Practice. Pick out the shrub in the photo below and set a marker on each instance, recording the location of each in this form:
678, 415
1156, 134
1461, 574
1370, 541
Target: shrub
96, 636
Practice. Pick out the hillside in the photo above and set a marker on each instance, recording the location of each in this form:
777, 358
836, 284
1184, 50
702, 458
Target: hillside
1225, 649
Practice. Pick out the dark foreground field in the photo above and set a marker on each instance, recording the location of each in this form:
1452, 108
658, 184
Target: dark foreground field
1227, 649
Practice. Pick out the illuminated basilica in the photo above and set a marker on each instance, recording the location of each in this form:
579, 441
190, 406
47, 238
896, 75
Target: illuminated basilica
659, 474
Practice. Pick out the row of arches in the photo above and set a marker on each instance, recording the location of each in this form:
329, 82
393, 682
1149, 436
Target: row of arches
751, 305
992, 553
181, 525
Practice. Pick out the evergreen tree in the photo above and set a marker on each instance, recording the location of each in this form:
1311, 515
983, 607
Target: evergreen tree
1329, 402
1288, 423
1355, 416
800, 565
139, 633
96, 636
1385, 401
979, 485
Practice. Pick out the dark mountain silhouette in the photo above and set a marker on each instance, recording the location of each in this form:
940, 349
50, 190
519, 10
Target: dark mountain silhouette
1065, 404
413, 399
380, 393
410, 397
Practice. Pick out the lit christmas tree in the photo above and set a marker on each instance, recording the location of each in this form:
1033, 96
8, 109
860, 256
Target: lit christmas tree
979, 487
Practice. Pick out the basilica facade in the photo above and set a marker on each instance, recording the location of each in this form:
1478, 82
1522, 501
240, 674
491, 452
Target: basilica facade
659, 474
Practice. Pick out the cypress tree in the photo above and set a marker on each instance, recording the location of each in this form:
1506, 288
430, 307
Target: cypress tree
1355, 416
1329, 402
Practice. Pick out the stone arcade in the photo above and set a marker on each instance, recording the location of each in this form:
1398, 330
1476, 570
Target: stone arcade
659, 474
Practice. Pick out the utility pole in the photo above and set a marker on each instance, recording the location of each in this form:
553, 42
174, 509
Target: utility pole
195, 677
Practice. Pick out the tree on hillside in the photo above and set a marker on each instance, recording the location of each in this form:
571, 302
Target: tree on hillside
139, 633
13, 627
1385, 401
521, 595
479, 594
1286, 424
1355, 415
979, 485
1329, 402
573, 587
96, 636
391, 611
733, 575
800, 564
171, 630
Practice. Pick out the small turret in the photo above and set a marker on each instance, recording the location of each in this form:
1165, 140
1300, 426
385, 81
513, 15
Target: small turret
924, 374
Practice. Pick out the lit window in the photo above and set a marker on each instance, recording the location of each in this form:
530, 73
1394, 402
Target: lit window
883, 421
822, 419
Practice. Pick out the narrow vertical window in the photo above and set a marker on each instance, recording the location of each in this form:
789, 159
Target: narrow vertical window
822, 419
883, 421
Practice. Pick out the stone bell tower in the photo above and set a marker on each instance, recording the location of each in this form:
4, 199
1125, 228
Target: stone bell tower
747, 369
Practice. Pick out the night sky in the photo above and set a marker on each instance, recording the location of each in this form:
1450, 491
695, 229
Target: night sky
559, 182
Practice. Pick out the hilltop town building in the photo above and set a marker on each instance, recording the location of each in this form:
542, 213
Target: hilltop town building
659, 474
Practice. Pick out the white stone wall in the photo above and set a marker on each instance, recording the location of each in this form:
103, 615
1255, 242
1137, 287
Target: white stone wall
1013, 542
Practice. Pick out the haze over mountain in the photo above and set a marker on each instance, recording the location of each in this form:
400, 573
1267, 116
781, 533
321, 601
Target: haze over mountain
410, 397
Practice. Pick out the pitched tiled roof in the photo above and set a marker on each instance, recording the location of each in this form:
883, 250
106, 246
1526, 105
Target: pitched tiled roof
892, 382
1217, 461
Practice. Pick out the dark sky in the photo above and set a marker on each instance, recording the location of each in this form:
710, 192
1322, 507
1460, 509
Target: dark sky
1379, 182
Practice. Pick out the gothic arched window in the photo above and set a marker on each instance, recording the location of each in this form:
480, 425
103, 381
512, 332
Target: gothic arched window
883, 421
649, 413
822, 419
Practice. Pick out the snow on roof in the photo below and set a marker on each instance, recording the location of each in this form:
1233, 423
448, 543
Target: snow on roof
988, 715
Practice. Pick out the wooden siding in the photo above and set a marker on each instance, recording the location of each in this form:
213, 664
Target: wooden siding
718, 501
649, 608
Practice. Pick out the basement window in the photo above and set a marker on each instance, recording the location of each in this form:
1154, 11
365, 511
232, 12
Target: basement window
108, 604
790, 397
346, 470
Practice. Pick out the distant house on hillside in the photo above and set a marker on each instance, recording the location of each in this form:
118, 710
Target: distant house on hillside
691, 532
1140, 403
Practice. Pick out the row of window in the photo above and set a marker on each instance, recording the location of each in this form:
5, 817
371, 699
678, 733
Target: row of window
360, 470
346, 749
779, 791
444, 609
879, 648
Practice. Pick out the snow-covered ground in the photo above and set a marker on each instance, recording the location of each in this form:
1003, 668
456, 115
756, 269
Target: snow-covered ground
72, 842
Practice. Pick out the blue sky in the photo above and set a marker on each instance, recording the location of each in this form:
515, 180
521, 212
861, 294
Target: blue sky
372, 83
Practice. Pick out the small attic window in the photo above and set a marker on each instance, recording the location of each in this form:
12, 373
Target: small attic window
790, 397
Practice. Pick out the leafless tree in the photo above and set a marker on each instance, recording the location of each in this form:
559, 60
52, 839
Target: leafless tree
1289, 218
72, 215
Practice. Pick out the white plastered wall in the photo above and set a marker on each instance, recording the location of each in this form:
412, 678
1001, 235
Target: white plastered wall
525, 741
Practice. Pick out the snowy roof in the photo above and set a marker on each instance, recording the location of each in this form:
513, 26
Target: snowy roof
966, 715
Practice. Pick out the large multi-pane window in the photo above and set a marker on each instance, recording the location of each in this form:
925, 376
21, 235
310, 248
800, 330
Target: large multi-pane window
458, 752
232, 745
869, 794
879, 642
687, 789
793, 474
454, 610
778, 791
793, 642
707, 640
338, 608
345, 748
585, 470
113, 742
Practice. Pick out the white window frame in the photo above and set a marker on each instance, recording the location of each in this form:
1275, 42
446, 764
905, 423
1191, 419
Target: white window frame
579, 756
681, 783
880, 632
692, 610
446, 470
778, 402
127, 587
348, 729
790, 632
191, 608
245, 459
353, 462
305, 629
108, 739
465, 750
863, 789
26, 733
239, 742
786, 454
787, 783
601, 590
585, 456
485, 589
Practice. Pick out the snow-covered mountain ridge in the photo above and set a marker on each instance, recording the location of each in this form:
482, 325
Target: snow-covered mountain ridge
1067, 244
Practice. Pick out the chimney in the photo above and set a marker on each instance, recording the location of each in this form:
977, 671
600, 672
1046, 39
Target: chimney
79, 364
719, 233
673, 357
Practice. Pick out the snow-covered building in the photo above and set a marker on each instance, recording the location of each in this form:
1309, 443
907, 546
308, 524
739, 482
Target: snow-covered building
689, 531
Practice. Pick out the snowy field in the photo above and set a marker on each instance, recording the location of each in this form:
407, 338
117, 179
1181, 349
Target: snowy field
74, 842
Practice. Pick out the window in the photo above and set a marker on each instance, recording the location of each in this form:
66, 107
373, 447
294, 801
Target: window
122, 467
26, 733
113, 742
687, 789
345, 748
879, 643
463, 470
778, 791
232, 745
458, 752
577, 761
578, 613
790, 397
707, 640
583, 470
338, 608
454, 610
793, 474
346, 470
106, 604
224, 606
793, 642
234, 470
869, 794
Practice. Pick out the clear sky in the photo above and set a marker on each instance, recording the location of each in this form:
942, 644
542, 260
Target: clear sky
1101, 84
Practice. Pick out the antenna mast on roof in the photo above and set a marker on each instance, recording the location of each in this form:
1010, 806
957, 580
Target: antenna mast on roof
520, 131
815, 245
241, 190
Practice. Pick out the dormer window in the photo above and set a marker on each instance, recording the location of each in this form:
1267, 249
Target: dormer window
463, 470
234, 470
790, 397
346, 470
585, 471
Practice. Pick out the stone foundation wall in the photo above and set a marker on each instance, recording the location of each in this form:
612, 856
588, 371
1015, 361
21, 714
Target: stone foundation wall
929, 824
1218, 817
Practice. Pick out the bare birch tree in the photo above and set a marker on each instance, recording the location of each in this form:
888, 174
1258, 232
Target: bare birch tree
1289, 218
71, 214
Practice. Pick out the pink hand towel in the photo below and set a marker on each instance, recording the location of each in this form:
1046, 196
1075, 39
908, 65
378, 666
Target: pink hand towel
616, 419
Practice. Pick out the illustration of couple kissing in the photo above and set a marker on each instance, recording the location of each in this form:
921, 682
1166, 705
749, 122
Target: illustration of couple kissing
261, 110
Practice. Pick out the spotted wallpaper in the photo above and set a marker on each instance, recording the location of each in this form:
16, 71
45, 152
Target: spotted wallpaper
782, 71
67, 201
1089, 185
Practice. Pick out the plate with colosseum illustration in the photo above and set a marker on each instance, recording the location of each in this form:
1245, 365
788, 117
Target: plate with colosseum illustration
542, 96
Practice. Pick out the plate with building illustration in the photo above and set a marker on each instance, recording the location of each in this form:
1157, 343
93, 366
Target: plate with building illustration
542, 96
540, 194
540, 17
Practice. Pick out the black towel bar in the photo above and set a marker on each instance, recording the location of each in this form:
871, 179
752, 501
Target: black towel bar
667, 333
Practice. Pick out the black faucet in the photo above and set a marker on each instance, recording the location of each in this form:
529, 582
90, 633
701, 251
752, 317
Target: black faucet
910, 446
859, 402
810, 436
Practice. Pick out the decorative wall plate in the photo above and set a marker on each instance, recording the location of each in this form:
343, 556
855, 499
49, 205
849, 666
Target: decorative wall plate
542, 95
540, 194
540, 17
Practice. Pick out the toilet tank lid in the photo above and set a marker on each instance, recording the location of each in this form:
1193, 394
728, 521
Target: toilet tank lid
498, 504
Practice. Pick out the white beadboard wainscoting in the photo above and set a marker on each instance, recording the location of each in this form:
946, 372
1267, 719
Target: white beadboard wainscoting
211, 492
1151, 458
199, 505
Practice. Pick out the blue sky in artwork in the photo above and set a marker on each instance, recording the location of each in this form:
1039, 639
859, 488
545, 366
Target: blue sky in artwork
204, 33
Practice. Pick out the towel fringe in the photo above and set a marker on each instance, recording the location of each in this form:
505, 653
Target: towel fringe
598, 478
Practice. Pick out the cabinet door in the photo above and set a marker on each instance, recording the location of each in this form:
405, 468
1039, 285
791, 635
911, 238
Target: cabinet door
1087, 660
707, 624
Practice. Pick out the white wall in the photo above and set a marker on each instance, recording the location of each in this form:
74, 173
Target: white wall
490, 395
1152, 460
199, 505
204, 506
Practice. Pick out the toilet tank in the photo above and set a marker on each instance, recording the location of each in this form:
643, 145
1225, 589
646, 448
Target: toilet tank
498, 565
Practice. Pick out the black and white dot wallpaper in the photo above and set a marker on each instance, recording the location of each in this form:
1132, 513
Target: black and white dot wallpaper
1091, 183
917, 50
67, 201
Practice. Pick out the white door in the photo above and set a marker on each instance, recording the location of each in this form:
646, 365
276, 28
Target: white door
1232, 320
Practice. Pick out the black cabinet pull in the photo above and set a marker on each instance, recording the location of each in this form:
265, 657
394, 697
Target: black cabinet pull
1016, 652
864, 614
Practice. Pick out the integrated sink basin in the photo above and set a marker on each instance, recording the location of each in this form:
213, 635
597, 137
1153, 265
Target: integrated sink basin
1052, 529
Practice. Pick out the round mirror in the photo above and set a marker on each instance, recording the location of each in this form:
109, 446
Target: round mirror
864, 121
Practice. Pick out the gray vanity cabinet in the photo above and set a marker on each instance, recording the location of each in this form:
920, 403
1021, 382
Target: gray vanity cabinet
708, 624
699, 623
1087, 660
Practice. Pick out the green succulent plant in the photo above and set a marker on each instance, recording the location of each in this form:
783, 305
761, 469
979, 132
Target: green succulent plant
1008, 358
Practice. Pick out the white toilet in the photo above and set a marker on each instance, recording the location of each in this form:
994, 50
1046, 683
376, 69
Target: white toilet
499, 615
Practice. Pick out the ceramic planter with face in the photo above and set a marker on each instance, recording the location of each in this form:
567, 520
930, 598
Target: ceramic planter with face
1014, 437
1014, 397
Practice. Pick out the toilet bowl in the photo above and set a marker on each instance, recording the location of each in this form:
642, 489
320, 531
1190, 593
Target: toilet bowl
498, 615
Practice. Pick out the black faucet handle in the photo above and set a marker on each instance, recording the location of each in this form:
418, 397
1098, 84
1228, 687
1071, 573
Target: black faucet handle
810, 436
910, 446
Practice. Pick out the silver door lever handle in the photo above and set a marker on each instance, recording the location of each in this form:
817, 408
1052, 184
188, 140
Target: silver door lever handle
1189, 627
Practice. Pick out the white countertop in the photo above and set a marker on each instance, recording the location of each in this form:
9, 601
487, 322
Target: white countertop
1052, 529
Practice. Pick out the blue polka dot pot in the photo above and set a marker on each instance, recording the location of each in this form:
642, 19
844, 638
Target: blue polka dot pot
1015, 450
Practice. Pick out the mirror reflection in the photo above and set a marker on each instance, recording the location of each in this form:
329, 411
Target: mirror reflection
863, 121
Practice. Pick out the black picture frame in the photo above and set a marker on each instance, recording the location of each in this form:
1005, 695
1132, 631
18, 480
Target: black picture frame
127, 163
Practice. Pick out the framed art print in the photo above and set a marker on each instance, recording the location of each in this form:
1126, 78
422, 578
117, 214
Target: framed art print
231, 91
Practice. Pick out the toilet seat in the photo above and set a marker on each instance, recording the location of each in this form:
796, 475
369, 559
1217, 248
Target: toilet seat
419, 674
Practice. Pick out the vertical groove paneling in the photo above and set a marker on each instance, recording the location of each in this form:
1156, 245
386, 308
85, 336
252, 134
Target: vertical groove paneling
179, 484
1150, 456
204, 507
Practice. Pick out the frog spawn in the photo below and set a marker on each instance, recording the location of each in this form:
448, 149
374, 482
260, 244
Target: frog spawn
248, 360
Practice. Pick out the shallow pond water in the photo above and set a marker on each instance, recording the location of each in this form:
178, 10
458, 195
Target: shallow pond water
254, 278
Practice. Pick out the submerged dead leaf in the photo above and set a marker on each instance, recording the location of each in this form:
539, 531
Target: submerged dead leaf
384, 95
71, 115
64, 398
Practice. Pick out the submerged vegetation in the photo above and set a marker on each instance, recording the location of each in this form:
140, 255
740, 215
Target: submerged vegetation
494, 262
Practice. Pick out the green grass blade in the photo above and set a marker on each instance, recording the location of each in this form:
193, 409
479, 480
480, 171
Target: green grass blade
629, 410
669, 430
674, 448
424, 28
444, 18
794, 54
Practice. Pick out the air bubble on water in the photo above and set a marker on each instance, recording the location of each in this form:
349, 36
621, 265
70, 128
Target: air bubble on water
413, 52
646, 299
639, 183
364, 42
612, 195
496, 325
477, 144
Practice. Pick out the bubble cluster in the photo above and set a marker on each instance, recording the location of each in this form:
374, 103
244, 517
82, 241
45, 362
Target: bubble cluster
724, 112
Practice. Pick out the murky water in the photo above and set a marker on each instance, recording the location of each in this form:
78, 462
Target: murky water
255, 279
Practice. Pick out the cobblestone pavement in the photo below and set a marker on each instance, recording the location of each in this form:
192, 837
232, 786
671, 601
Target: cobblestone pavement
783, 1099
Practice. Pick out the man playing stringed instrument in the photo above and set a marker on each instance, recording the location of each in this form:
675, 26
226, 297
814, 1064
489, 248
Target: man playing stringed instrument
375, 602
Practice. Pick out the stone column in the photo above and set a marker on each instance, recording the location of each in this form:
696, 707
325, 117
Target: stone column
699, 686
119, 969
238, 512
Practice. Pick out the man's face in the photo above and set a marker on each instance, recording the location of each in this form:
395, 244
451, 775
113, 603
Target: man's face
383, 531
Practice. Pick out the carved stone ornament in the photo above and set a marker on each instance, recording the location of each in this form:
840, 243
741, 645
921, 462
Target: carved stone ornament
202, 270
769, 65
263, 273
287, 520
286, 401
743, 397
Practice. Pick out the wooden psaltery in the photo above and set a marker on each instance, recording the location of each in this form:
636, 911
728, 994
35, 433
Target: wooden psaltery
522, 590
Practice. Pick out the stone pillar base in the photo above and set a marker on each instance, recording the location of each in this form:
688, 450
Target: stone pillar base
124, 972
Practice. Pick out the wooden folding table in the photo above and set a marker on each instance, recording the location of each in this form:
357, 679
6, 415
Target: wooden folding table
===
- [Exercise requirements]:
For the records above, state how many lines contain "table", and nothing more.

- [Solution to the exercise]:
2